- Given text
Rail vehicle having tilting technology

Abstract

A rail vehicle having tilting technology includes a car body supported on at least two chassis. At least one of the chassis is connected to the car body by an active tilting technology system and at least one additional chassis is connected to the car body by a passive tilting technology system. The tilt of the car body is applied exclusively by the active tilting technology system. Thus, uncontrolled twisting and loading of the car body is avoided.

Claims

1. A rail vehicle having tilting technology, the rail vehicle comprising: a car body; at least two chassis supporting said car body; at least one active tilting technology system each respectively connecting at least one of said chassis to said car body; and at least one passive tilting technology system each respectively connecting at least a further one of said chassis to said car body; said at least one active tilting technology system and said at least one passive tilting technology system both being present without failure of said at least one active tilting technology system.

2. The rail vehicle according to claim 1, wherein: said car body has a center of gravity; and said at least one further chassis connected to said car body by said passive tilting technology system has an instantaneous center being situated as close as possible to said center of gravity of said car body in every tilted state of said car body.

3. The rail vehicle according to claim 2, wherein said instantaneous center is situated in said center of gravity of said car body.

4. The rail vehicle according to claim 1, wherein: said car body has a center of gravity defining a line of action of the force of gravity through said center of gravity of said car body; and said at least one chassis connected to said car body by said at least one active tilting technology system has an instantaneous center lying next to said line of action in every tilted state of the car body.

5. The rail vehicle according to claim 1, which further comprises rollers running in roller tracks and pivotably supporting said car body on said at least one further chassis connected to said passive tilting technology system.

6. The rail vehicle according to claim 1, which further comprises a pendulum mechanism pivotably connecting said car body to said at least one chassis connected to said at least one active tilting technology system.

7. The rail vehicle according to claim 1, which further comprises rollers running in roller tracks and pivotably supporting said car body on all of said chassis connected to said at least one passive tilting technology system and on all of said chassis connected to said at least one active tilting technology system.

Description

BRIEF DESCRIPTION OF THE SEVERAL VIEWS OF THE DRAWING

(1) The invention is explained in greater detail with reference to exemplary schematic figures in which:

(2) FIG. 1 shows an inventive rail vehicle having tilting technology;

(3) FIG. 2a shows a view of an inventive rail vehicle in the section A;

(4) FIG. 2b shows a view of an inventive rail vehicle having a tilted car body in the section A;

(5) FIG. 3a shows a view of an inventive rail vehicle in the section B; and

(6) FIG. 3b shows a view of an inventive rail vehicle having a tilted car body in the section B.

- Stated exercise 1
In the rail vehicle text, which system alone applies the tilt of the car body?

- Material
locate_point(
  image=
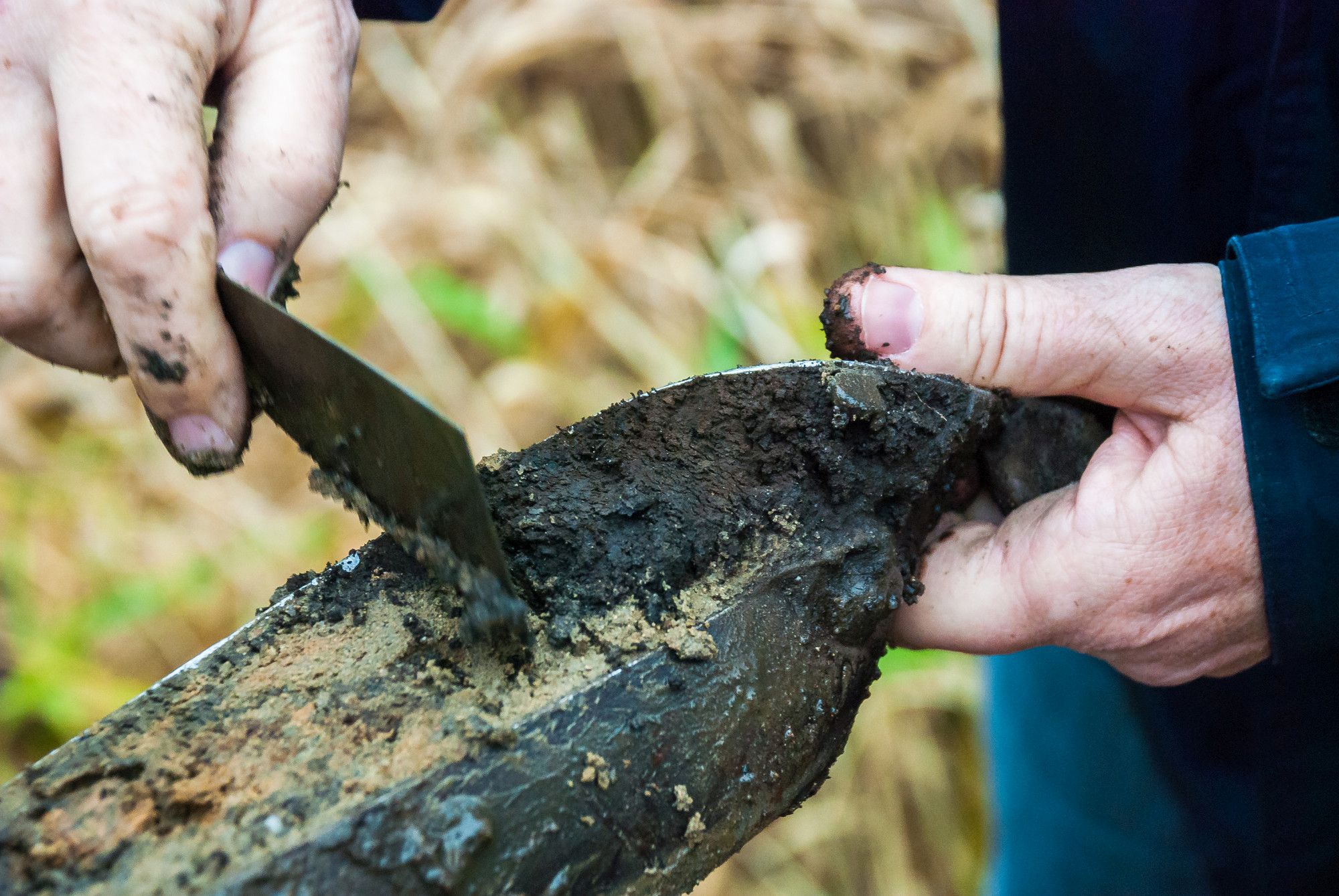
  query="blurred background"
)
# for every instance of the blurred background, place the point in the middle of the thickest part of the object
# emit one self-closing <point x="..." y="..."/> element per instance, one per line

- Stated exercise 2
Extract every line of the rows above without changing a word, and leave the pictures out of your answer.

- Final result 1
The active tilting technology system.

- Final result 2
locate_point(
  image=
  query="blurred background"
)
# for every instance of the blurred background, place the point in the middle of the thickest part of the object
# emit one self-closing <point x="..." y="..."/> element per instance, one per line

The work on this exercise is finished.